═════ EXTRACTED RECORDS

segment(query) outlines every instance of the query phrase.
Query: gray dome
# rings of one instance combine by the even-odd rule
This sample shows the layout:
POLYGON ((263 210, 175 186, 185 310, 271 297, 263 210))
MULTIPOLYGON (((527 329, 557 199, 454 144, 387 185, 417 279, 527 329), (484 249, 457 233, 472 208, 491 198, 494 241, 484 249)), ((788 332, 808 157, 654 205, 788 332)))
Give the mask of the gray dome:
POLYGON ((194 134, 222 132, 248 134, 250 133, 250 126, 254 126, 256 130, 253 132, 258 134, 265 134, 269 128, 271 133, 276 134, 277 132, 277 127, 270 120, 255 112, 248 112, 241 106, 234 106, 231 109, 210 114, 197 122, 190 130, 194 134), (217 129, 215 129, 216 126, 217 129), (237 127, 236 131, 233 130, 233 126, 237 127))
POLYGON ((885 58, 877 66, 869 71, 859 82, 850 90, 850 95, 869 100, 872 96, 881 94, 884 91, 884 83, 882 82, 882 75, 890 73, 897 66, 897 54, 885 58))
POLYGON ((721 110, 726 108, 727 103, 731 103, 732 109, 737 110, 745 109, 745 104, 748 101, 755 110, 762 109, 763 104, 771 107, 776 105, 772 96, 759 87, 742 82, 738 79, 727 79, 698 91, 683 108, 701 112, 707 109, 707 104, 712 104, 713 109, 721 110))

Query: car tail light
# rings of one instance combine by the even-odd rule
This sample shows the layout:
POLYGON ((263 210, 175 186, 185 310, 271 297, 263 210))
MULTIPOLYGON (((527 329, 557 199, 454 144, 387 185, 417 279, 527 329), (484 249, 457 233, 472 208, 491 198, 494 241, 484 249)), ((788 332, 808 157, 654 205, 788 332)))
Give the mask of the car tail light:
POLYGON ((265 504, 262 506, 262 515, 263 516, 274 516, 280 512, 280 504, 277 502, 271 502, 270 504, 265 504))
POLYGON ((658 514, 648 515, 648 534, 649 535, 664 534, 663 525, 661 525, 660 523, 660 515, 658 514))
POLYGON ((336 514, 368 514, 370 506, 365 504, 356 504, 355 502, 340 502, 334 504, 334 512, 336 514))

══════════

▶ DIRECTIONS: Retype all of the data above verbatim, preserving every line in its original order.

▶ ANSWER TO THE TASK:
segment(query) outlines every instance of the query phrase.
Query: gray dome
# rings of one instance combine by the even-odd rule
This sample shows the layout:
POLYGON ((263 210, 175 186, 185 310, 271 297, 263 210))
MULTIPOLYGON (((527 329, 557 199, 454 144, 387 185, 417 279, 527 329), (484 249, 457 233, 472 208, 491 198, 494 241, 484 249)), ((788 332, 808 157, 654 205, 788 332)))
Give the mask of the gray dome:
POLYGON ((194 134, 222 132, 248 134, 250 133, 250 126, 254 126, 256 130, 253 132, 258 134, 265 134, 269 128, 271 133, 276 134, 277 132, 277 127, 270 120, 255 112, 248 112, 241 106, 234 106, 231 109, 210 114, 197 122, 190 130, 194 134), (217 129, 215 129, 216 126, 217 129), (237 127, 236 131, 233 130, 233 126, 237 127))
POLYGON ((885 58, 877 66, 869 71, 859 82, 850 90, 850 95, 869 100, 872 96, 881 94, 884 91, 884 83, 882 82, 882 75, 890 73, 897 66, 897 54, 885 58))
POLYGON ((721 110, 726 108, 727 103, 731 103, 732 109, 737 110, 745 109, 745 104, 748 101, 755 110, 762 109, 763 104, 771 107, 776 105, 772 96, 759 87, 742 82, 738 79, 727 79, 698 91, 683 108, 701 112, 707 109, 707 104, 712 104, 713 109, 721 110))

Query: car tail light
# rings of one instance combine by the even-odd rule
This sample shows the layout:
POLYGON ((263 210, 175 186, 185 310, 271 297, 263 210))
MULTIPOLYGON (((527 329, 557 199, 454 144, 387 185, 417 279, 527 329), (484 249, 457 233, 472 208, 491 198, 494 241, 484 249)), ((788 332, 808 157, 654 205, 788 332)))
Give the mask of the car tail light:
POLYGON ((265 504, 262 506, 262 515, 263 516, 274 516, 280 512, 280 504, 277 502, 271 502, 270 504, 265 504))
POLYGON ((658 514, 648 515, 648 534, 649 535, 664 534, 663 525, 661 525, 660 523, 660 515, 658 514))
POLYGON ((336 514, 368 514, 370 506, 365 504, 356 504, 355 502, 340 502, 334 504, 334 512, 336 514))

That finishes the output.